[Instructions to follow]
Copy out the entries that come next, exactly.

Records contained in a dataset:
__________

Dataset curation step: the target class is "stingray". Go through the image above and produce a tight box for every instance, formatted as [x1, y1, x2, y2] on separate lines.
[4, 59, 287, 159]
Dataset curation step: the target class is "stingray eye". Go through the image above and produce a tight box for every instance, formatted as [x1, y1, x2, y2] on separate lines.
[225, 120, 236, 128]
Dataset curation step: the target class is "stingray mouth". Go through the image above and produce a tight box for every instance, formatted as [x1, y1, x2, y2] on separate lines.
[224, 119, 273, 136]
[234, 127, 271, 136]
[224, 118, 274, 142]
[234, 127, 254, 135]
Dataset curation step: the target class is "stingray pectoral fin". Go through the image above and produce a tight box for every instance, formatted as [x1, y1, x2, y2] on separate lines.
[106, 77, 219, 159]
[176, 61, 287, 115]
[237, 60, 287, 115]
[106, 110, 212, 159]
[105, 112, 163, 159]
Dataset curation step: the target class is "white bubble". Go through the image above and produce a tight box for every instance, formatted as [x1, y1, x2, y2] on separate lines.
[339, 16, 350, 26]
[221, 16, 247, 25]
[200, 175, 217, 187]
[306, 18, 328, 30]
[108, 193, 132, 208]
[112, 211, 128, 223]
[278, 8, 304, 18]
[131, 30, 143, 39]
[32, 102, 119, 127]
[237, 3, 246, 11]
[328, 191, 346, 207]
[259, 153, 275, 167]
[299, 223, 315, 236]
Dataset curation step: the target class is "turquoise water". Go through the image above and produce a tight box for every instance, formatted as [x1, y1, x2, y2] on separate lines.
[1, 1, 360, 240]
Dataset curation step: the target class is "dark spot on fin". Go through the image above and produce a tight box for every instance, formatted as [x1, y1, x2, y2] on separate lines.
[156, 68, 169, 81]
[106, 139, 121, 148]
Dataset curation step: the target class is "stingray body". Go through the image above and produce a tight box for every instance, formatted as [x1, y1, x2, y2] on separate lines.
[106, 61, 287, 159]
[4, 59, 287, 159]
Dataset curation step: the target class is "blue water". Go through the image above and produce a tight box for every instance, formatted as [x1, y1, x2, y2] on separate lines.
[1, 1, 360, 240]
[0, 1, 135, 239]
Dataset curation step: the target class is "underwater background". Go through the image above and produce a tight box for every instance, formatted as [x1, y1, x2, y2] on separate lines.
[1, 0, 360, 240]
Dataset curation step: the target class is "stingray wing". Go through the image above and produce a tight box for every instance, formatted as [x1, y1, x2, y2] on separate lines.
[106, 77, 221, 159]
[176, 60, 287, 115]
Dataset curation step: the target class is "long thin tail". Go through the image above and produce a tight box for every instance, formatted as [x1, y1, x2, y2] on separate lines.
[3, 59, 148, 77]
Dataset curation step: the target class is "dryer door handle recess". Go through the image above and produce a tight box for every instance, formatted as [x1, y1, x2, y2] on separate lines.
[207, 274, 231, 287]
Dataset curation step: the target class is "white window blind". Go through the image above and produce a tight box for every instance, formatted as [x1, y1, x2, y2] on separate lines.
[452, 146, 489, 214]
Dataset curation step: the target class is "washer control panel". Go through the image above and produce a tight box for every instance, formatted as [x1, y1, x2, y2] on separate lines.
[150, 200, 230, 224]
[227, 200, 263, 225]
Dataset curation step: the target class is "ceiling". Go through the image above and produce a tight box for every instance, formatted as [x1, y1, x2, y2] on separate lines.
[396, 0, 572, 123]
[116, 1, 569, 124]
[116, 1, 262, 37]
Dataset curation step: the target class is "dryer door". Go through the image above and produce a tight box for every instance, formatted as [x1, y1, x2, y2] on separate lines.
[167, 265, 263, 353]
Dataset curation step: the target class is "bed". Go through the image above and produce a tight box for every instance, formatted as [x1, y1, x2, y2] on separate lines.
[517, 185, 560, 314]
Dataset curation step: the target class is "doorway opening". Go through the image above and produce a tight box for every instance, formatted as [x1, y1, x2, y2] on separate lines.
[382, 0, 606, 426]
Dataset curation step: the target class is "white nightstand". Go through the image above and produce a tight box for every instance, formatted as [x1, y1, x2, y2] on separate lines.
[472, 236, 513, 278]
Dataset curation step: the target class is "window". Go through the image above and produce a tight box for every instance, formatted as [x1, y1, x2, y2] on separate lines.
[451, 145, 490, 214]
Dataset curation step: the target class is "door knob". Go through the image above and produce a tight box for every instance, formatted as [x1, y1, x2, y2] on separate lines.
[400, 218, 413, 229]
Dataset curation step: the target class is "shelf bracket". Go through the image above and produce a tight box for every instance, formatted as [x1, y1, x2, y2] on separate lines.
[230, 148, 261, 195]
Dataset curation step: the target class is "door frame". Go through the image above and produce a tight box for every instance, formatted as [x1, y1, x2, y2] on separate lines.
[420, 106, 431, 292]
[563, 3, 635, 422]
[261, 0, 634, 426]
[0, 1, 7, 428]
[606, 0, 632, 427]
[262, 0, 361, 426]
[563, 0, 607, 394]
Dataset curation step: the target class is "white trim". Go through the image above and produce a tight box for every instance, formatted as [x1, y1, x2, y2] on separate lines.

__________

[Written answer]
Dataset curation step: the target class is "stingray". Go through the image above and produce a tight box for every instance, formatted as [x1, y1, x2, y2] on separate lines.
[4, 59, 287, 159]
Dataset curation step: the target class is "stingray eye". Go through the image above and produce a tight box for every instance, formatted as [x1, y1, x2, y2] on separate lines.
[225, 120, 236, 128]
Dataset curation step: the target class is "stingray mouth". Go through the image above and produce a tight box for every instance, formatted as [x1, y1, x2, y2] on separate lines.
[224, 119, 273, 136]
[234, 127, 271, 136]
[224, 118, 274, 142]
[234, 127, 254, 135]
Dataset curation step: the target class is "stingray pectoral fin". Go through the image above and produce a tight box for every instance, formatted as [x1, y1, x2, y2] on separate lines.
[106, 77, 219, 159]
[176, 61, 287, 115]
[237, 60, 287, 115]
[106, 110, 212, 159]
[105, 112, 163, 159]
Dataset curation step: the target class is "white bubble". Go through the image above and produce a tight box for every instance, formatted as [x1, y1, x2, y2] on separate lines.
[339, 16, 350, 26]
[221, 16, 247, 25]
[200, 175, 217, 187]
[306, 18, 328, 30]
[108, 193, 132, 208]
[112, 211, 128, 223]
[278, 8, 304, 18]
[131, 30, 143, 39]
[32, 102, 119, 127]
[237, 3, 246, 11]
[328, 191, 346, 207]
[259, 153, 275, 167]
[299, 223, 315, 236]
Dataset curation step: the target class is "turquoise water". Go through the image above and produce a tight box for every instance, formatted as [x1, y1, x2, y2] on separate lines.
[1, 1, 360, 240]
Dataset curation step: the target class is "dark spot on fin". Go through the image above and produce a tight box for every instance, formatted as [x1, y1, x2, y2] on separate lines.
[156, 68, 169, 81]
[106, 139, 121, 148]
Dataset curation step: the target class is "stingray body". Go through the image above and produce a tight box for every instance, formatted as [x1, y1, x2, y2] on separate lines.
[106, 61, 287, 159]
[4, 59, 287, 159]
Dataset curation step: the target class is "blue water". Go through the image above and produce a tight box for every instance, formatted as [x1, y1, x2, y2] on separate lines.
[1, 1, 360, 240]
[0, 1, 135, 239]
Dataset curation step: the target class is "underwater background". Go through the image above and produce a tight box for every instance, formatted as [x1, y1, x2, y2] on separate lines.
[1, 0, 360, 240]
Dataset curation step: the target class is "stingray wing". Go through the image above and produce a tight box for every instance, formatted as [x1, y1, x2, y2] on separate lines.
[106, 77, 221, 159]
[176, 60, 287, 115]
Dataset curation step: the target class is "long thin tail". Go through the image above and produce a tight box for every instance, formatted as [x1, y1, x2, y2] on separate lines.
[3, 59, 148, 77]
Dataset curation step: the target class is "dryer door handle recess". Go through the image above and produce a tight box for every instance, formatted as [x1, y1, x2, y2] on separate lines.
[207, 274, 231, 287]
Dataset curation step: the target class is "white window blind". Go through the image above and produce a tight box for every instance, formatted as [x1, y1, x2, y2] on separate lines.
[452, 146, 489, 214]
Dataset curation step: the target class is "washer control panel". Go through the image above and produce a tight box for every instance, formatted as [x1, y1, x2, y2] on separate lines.
[150, 200, 230, 224]
[227, 200, 263, 225]
Dataset curation step: the target class is "ceiling". Go through the image above and produce a tight box for every instance, formatted as [x1, y1, x2, y2] on separate lines.
[396, 0, 572, 123]
[116, 1, 569, 124]
[116, 1, 262, 37]
Dataset curation step: the target class is "dryer door". Go through the image above and produce a tight box for every instance, formatted as [x1, y1, x2, y2] on separate lines.
[167, 265, 263, 353]
Dataset curation step: the target class is "bed". Go through the image above and produce a tight box for every instance, formatted as [x1, y1, x2, y2] on separate lines.
[517, 185, 560, 314]
Dataset curation step: the target class is "doorway opening". Go through the image above and produce a tight box for every instance, formatted as [x1, y1, x2, y2] on separate lines.
[382, 0, 606, 426]
Dataset curation step: the target class is "white nightstand". Go through the image above and produce a tight box for every instance, formatted as [x1, y1, x2, y2] on separate lines.
[472, 236, 513, 278]
Dataset curation step: the target class is "window". Go through the image above and produce a tight box for every instance, formatted as [x1, y1, x2, y2] on separate lines.
[451, 145, 490, 214]
Dataset curation step: the target class is "door knob". Go through the image above and produce a tight box for every instance, formatted as [x1, y1, x2, y2] on separate lines.
[400, 218, 413, 229]
Dataset curation step: the target class is "shelf bracket". Go through the image above and produce a tight box for every instance, formatted as [x1, y1, x2, y2] on separate lines.
[230, 148, 261, 195]
Dataset curation step: the target class is "door frame". Go through the image above and produce a tight box for every instance, formatted as [x1, y1, x2, y2] on separate lines.
[420, 106, 431, 292]
[563, 3, 635, 422]
[261, 0, 634, 426]
[0, 1, 7, 428]
[606, 0, 632, 427]
[262, 0, 361, 426]
[563, 0, 607, 394]
Dataset curation step: the target class is "white trim". Go through the image above and produce a tight box for every instance, formatted as [x1, y1, x2, y2] on separate lines.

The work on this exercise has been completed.